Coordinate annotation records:
>> START

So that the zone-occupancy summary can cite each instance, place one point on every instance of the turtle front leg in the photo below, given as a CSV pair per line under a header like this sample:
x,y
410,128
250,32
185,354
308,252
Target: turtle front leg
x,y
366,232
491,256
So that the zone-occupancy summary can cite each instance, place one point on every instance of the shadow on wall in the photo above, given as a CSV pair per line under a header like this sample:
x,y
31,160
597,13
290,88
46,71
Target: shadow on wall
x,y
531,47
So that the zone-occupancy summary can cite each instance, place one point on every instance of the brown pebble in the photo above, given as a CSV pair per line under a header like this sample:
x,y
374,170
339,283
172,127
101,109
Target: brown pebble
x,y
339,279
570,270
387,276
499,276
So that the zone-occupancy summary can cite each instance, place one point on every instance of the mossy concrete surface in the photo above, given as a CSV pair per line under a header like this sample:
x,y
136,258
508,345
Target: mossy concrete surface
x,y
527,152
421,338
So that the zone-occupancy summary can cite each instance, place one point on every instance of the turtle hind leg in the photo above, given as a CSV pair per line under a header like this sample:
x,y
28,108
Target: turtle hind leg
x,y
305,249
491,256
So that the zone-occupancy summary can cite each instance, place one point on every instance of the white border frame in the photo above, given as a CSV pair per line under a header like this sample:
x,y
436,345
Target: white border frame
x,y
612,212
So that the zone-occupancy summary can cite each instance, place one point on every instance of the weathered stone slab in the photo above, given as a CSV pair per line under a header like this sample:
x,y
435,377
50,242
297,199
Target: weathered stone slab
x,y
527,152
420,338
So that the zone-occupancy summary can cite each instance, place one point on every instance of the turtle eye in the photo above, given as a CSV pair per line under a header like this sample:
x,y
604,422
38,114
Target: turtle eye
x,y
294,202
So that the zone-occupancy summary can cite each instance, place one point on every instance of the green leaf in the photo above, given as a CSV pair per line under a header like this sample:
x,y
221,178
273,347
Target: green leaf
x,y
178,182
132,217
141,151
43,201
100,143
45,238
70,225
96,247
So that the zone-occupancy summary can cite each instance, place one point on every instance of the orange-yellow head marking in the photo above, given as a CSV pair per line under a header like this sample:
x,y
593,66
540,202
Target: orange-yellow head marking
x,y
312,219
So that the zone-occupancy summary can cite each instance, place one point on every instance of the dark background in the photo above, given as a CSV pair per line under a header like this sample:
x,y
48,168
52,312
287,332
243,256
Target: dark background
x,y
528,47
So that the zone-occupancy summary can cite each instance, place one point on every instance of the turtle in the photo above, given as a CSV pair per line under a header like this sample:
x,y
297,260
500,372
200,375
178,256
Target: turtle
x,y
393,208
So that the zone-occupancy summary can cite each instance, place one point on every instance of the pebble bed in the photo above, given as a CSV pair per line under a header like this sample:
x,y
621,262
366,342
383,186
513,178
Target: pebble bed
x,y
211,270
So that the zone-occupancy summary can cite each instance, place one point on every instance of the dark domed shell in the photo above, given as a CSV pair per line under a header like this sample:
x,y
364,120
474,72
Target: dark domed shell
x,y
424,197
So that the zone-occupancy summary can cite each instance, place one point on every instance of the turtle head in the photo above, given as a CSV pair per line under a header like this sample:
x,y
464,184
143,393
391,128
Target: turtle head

>> END

Requirements: Copy the records above word for word, starting at the line that contains "the turtle in" and ending with the final line of the records.

Solution:
So that the zone-occupancy summary can cite each instance, place one point on every instance of the turtle in the photo above, given as a CSV pair per line under a header like this sample:
x,y
297,260
500,372
200,375
178,256
Target: turtle
x,y
393,208
So that the zone-occupancy summary can cite each instance, place one point on every instance of the pebble bed in the photo above, given as a CSV pair per line under a header like this sample:
x,y
621,262
366,342
383,186
513,178
Target: pebble bed
x,y
211,270
So that the zone-occupancy summary can cite each instance, place one point on every instance of the dark domed shell in the photo above, given as a CSV pair per line under a header like this sample:
x,y
364,120
474,72
Target: dark domed shell
x,y
424,197
So that the zone-occupancy summary can cite each instance, place one point on every instance of the turtle head in the photo above, given as a CSV pair per line under a header like this sample:
x,y
464,184
143,393
391,128
Target: turtle head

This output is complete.